# Problem statement
Each and every line below goes into your answer unchanged, but leave out the images.

# Exercise data
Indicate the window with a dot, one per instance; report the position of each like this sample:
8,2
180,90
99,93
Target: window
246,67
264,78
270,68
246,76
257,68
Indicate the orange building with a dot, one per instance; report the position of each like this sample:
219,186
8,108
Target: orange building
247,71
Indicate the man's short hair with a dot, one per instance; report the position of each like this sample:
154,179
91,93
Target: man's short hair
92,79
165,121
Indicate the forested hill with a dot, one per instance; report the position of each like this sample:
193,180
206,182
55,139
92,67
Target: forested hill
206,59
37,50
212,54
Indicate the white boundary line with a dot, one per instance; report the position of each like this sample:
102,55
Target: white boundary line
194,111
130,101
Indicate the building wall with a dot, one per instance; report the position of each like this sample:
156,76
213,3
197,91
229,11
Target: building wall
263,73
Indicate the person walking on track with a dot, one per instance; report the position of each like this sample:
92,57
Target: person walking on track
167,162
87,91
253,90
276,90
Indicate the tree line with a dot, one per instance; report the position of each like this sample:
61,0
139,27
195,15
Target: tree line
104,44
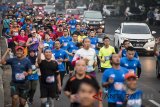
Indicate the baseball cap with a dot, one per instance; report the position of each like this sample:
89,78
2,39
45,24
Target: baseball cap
19,47
130,75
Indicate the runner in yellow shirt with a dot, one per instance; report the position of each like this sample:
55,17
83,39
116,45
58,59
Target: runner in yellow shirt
104,54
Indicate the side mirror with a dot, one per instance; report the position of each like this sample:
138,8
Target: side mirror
117,31
153,32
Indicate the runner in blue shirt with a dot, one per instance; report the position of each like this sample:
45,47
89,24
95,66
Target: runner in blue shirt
94,41
130,62
48,41
61,56
72,24
133,95
33,79
21,68
72,47
65,39
123,52
113,79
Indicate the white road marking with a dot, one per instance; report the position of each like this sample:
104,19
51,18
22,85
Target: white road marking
155,103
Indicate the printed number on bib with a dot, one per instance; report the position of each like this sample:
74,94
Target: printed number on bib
93,46
106,58
50,79
20,76
65,44
118,85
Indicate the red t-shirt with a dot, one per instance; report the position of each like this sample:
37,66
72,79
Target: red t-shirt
59,34
21,40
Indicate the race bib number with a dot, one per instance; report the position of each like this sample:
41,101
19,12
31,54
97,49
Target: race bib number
100,40
19,76
93,46
50,79
65,44
118,86
107,58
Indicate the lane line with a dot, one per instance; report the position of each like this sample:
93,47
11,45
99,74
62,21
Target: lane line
155,103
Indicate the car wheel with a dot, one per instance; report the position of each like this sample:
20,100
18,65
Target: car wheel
157,70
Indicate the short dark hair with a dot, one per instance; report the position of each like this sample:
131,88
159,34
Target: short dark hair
106,38
92,82
125,41
85,39
130,48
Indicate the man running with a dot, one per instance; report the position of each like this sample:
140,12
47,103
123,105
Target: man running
74,82
21,68
113,79
123,52
89,55
104,54
130,62
50,77
133,95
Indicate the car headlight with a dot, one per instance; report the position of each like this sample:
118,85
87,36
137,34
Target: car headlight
150,39
102,22
123,38
87,22
78,21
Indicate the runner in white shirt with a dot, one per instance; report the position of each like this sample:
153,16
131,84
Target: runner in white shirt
89,55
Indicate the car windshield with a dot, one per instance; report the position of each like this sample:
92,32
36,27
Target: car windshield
135,29
75,12
93,15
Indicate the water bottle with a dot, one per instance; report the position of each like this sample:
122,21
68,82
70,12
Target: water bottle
11,54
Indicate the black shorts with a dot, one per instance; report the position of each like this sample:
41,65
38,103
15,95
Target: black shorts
20,89
48,90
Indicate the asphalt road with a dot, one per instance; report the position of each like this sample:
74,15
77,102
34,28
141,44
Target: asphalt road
148,82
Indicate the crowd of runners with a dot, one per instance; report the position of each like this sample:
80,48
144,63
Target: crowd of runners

# Expected answer
Indicate the window with a dot, one per instance; report the position of each like this sample:
8,2
180,90
99,93
Target: window
246,67
264,78
270,68
246,76
257,68
Indicate the orange building with a dot, one per instance; report the position of each like this sample:
219,186
8,108
Target: orange building
247,71
Indicate the man's short hair with a dot, one per instance; report the position of each like this sample:
154,179
91,93
Target: man's short hair
92,79
165,121
Indicate the forested hill with a dot, one per instance; report the position of each like this sample:
193,180
206,182
55,139
92,67
Target: forested hill
206,59
37,50
212,54
Indicate the white boundary line with a dot, one per instance; report the position of each like this sample:
102,55
Target: white boundary line
194,111
130,101
Indicate the building wall with a dot, one per instance; report the position of each like this sample:
156,76
213,3
197,91
229,11
Target: building wall
263,73
Indicate the person walking on track with a dot, one per instance; report the position of each like this sample:
92,57
Target: person walking on track
167,162
87,91
253,90
276,90
Indicate the tree line with a dot, one per instance; report the position of each like this sample:
61,0
139,27
195,15
Target: tree line
104,44
Indicate the baseball cap with a dot, one per instance; report the position of each like this sample:
89,78
2,39
45,24
Target: baseball cap
19,47
130,75
Indicate the runner in yellow shirt with a dot, one per instance; report the position of each like this sample:
55,17
83,39
116,45
58,59
Target: runner in yellow shirt
104,54
Indicate the side mirror with a dot, one per instance; report the position of each like this sample:
138,8
Target: side mirror
117,31
153,32
Indicate the runner in blue shirt with a dot, one per instance; report the position of each like this sample:
45,47
89,24
95,66
Target: runner in blue shirt
94,41
130,62
48,41
61,56
72,24
133,95
33,79
21,68
72,47
65,39
123,52
113,79
Indicate the white road marking with a dot, one per instance; report the position of each like this sample:
104,19
51,18
22,85
Target: white road marking
155,103
Indicate the printed number on bib with a dot, one per instance; report the position of each like this sample:
74,94
Target: printed number on bib
93,46
106,58
50,79
20,76
65,44
118,85
Indicate the red t-shirt with a dot, one per instance; report the position of each like this sample:
37,66
72,79
Target: red t-shirt
59,34
21,40
Indicate the race bib number with a dot, one per instance; report the position of each like this sample:
41,101
19,12
31,54
97,49
Target: race bib number
100,40
19,76
93,46
50,79
65,44
118,86
107,58
Indicate the lane line with a dot, one per instance; report the position of each like this sample:
93,47
11,45
99,74
62,21
Target: lane line
155,103
Indicate the car wheel with a dot, one per instance; report the position of each like this sample:
20,100
18,65
Target: car wheel
157,70
Indicate the short dark hair with a dot, one per instance; report the position of each like this sample:
131,88
159,34
Target: short dark hair
106,38
92,82
125,41
85,39
130,48
Indicate the man running with a dot, one per instance; report the position of each like this sample:
140,12
47,103
123,105
Target: man running
74,82
21,68
113,79
123,52
89,55
104,54
130,62
50,77
133,95
Indicate the car headlight with a dot, one per instance; report the position of each like this sample:
118,85
87,36
137,34
Target: car headlight
150,39
102,22
123,38
87,22
78,21
Indicate the runner in white shirt with a dot, one per instance; report the position of each like this sample:
153,16
131,84
Target: runner in white shirt
89,55
Indicate the car windshield with a dot, one per instance; report the position of each like this sample:
92,32
36,27
Target: car windshield
135,29
75,12
93,15
Indicate the water bottle with a dot, one per instance; report the position of each like this sample:
122,21
68,82
70,12
Target: water bottle
11,54
Indicate the black shorts with a dot, one per instance; report the position of each like this sample:
41,65
38,103
15,95
Target: black shorts
20,89
48,90
Indicate the asphalt road with a dot, one per instance; report the position of each like this sample:
74,15
77,102
34,28
141,44
Target: asphalt road
148,82
Indicate the crowd of runners with a dot, one per instance; report the position of each like this sample:
80,48
144,63
Target: crowd of runners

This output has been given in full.